══ Extracted text

Generally speaking if you are working on $\mathbb R^n$ with all the standard structures this implies, then a tensor field of type (k,l) is really just a map $\mathbb R^n\rightarrow\mathbb{R}^{n^{k+l}}$, and you can perform the integration $$ I^{a_1...a_k}_{b_1...b_l}=\int d^nx\ T^{a_1...a_k}_{b_1...b_l}(x), $$ which will result in an algebraic tensor of type (k,l) (eg. not a tensor field).


On a manifold, on the other hand, you cannot have tensor-valued integrals. The reason for that, sticking with the local coordinate approach, is that, if we consider a vector field $Y^a(x)$ (we can consider a general type (k,l) tensor field but considering only a vector field saves typing time), the field values at different points transform differently. Eg. if we have the coordinate transformation $x\mapsto x'$, then we have $$ Y^{a'}(x')=\frac{\partial x^{a'}}{\partial x^a}(x)Y^a(x),\ \text{but}\ Y^{a'}(y')=\frac{\partial x^{a'}}{\partial x^a}(y)Y^a(y), $$ with the two transformation matrices obviously not being the same in general. This means that it is not a meaningful operation to add $Y^a(x)$ and $Y^a(y)$ for $x\neq y$.

But an integral is essentially the limit of sums of the type $$ \Delta x^1\cdot...\cdot\Delta x^n Y^a(x)+\Delta y^1\cdot...\cdot\Delta y^n Y^a(y)+... $$ for all points on the manifold, which, as it was just explained, is not meaningful.

This problem is not fixed by multiplying by $\sqrt{|g|}$ or anything like that.


On the other hand, without invoking differential forms directly, we can say that over an $n$ dimensional manifold, we can integrate totally antisymmetric tensors of type $(0,n)$, because every such tensor field $\rho_{a_1...a_n}$ is of the form $$ \rho_{a_1...a_n}=\rho\pi_{a_1...a_n}, $$ where $\rho$ is a scalar density, and $\pi_{a_1...a_n}$ is the Levi-Civita symbol. Actually this is only true for oriented manifolds, in positive coordinates, but I'd prefer to handwave this away now.

════
══ Stored records

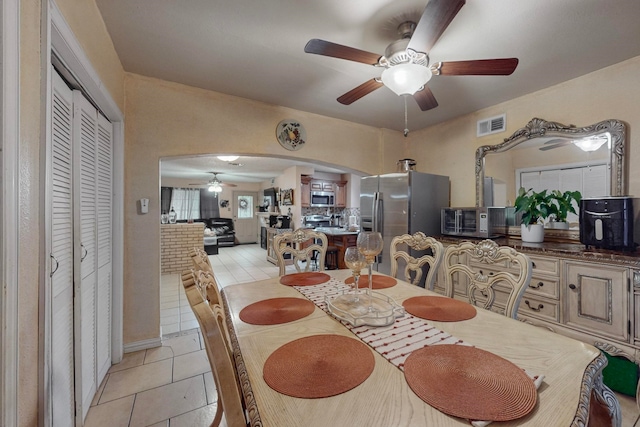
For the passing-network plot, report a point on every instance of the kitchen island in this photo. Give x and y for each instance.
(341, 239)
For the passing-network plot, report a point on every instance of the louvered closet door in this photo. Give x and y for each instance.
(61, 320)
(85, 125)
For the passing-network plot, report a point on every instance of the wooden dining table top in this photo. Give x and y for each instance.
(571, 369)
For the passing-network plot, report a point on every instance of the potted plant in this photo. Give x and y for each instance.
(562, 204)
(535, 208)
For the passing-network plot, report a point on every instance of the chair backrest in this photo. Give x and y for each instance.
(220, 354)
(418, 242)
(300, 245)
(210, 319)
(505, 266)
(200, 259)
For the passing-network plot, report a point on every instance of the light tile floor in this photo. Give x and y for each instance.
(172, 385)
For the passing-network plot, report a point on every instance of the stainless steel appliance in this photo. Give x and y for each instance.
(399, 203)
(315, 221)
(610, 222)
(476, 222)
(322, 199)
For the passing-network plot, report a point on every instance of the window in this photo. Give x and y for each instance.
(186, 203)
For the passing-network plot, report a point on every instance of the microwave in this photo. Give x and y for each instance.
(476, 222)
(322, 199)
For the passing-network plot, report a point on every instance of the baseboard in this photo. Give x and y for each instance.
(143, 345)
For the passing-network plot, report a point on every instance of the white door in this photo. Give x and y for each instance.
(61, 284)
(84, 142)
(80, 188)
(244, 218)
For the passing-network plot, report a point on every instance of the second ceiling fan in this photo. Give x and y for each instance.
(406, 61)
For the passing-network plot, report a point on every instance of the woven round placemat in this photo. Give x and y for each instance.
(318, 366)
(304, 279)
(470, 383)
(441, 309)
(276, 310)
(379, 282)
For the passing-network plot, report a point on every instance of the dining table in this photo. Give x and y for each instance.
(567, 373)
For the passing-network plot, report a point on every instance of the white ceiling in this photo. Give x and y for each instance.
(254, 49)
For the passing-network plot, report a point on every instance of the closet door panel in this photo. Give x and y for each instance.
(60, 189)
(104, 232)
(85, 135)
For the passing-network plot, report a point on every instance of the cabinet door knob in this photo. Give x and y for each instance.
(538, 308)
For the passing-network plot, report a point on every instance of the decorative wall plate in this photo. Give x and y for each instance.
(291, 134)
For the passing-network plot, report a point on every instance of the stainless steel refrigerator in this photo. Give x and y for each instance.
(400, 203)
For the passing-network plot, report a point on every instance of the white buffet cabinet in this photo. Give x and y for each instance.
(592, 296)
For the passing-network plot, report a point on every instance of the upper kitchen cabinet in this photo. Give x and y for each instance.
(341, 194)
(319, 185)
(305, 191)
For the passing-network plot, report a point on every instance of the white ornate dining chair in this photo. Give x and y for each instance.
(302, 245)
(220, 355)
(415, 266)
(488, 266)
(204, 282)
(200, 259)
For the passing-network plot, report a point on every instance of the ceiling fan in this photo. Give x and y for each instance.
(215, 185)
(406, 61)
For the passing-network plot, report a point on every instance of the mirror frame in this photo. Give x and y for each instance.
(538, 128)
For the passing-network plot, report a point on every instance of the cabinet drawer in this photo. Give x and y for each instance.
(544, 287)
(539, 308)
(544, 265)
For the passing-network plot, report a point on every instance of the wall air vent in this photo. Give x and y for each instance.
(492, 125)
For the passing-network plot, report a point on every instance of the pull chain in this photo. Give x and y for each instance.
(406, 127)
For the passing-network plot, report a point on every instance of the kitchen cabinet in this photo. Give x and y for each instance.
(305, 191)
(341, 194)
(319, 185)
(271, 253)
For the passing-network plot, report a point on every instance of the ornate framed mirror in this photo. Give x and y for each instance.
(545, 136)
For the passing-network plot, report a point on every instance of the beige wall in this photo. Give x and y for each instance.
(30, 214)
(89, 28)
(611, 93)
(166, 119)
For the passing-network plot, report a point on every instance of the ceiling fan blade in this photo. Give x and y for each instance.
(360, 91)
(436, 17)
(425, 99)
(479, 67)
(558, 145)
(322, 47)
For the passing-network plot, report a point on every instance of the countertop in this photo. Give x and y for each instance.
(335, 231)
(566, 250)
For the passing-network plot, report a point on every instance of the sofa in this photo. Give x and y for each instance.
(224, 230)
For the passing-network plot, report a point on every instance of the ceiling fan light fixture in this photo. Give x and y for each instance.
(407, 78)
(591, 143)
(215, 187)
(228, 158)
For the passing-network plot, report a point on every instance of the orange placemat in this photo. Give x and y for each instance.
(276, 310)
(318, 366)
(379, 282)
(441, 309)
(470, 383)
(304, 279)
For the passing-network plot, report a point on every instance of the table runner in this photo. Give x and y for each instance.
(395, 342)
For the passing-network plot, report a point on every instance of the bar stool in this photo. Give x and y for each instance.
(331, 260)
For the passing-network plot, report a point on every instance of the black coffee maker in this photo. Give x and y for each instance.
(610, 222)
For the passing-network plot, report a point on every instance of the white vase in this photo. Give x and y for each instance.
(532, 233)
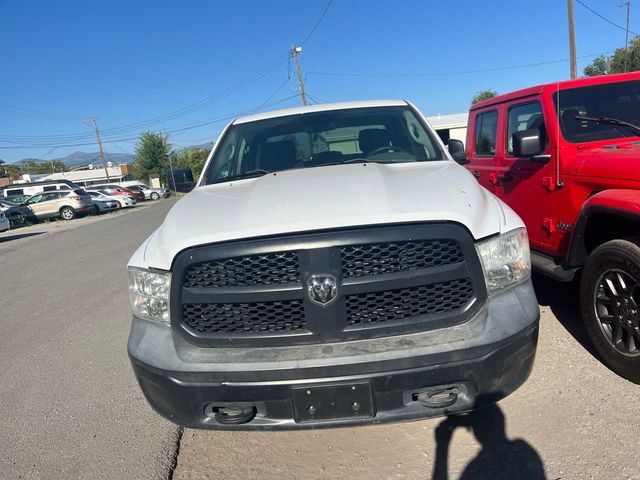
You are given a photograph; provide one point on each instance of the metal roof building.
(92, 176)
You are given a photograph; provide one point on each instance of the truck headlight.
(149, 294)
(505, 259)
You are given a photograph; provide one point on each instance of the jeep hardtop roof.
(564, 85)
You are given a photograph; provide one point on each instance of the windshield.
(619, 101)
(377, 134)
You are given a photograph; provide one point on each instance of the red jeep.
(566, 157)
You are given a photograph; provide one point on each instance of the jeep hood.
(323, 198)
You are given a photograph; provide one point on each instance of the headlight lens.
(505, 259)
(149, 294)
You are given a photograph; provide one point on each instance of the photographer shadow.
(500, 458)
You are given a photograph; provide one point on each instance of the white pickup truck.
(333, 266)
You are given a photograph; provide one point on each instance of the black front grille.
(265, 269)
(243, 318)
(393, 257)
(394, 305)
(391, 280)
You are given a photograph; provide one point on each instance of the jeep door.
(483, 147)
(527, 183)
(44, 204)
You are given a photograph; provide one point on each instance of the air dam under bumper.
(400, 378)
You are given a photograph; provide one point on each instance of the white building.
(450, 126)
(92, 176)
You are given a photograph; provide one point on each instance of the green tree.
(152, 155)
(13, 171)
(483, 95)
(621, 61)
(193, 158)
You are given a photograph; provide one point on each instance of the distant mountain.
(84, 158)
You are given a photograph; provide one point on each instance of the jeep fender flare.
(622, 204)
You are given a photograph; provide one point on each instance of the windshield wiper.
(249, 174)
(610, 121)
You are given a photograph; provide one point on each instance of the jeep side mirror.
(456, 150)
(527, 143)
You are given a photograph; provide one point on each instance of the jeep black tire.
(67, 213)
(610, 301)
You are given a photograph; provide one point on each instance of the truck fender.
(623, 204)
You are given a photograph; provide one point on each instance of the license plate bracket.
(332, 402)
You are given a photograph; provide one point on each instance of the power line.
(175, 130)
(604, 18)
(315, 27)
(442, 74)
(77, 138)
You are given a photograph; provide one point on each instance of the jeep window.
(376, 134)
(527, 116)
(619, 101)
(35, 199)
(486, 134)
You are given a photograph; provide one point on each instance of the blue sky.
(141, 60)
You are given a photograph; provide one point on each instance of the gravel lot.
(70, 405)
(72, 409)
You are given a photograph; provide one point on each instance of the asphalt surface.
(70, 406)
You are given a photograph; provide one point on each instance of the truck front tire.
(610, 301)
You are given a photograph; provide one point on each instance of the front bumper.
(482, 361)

════

• [Task requirements]:
a) Count the lines of the records that contain the string "ceiling", treating uppercase and lowercase as different, and give only that number.
b) Please continue the passage on integrating tensor fields over manifolds, starting after its last sentence.

• [The replies]:
a) 5

b)
We know that scalar densities can be integrated in a coordinate-free manner, so we define a volume element $d\mu^{a_1...a_n}$ such that $$ \int d^nx\ \rho(x)\equiv\int d\mu^{a_1...a_n}\rho_{a_1...a_n}(x). $$

Because $\pi^{a_1...a_n}\pi_{a_1...a_n}=n!$, clearly $$ d\mu^{a_1...a_n}=d^nx\frac{1}{n!}\pi^{a_1...a_n}. $$

So far this seems superflous compared to simply integrating a density, but the point is that if $\Sigma$ is some $k$ dimensional surface in the "bulk" manifold $M$, then there is no simple relationship between densities of $M$ and densities of $\Sigma$. However there is a simple relationship between antisymmetric tensor fields of the two manifolds. Namely, if the $k$-surface $\Sigma$ is given by the embedding maps $$ x^a=x^a(\xi^1,...,\xi^k), $$ and we use the notation $$ e^a_i=\frac{\partial x^a}{\partial \xi^i}, $$ then if $\lambda_{a_1...a_k}$ is a completely antisymmetric $k$-tensor field in $M$, its pullback to $\Sigma$ is $$ \lambda_{i_1...i_k}=\lambda_{a_1...a_k}e^{a_1}_{i_1}...e^{a_k}_{i_k}, $$ where on $\Sigma$, $\lambda_{i_1...i_k}$ is of the form $$ \lambda_{i_1...i_k}=\lambda\pi_{i_1...i_k}, $$ where $\lambda$ is a scalar density on $\Sigma$.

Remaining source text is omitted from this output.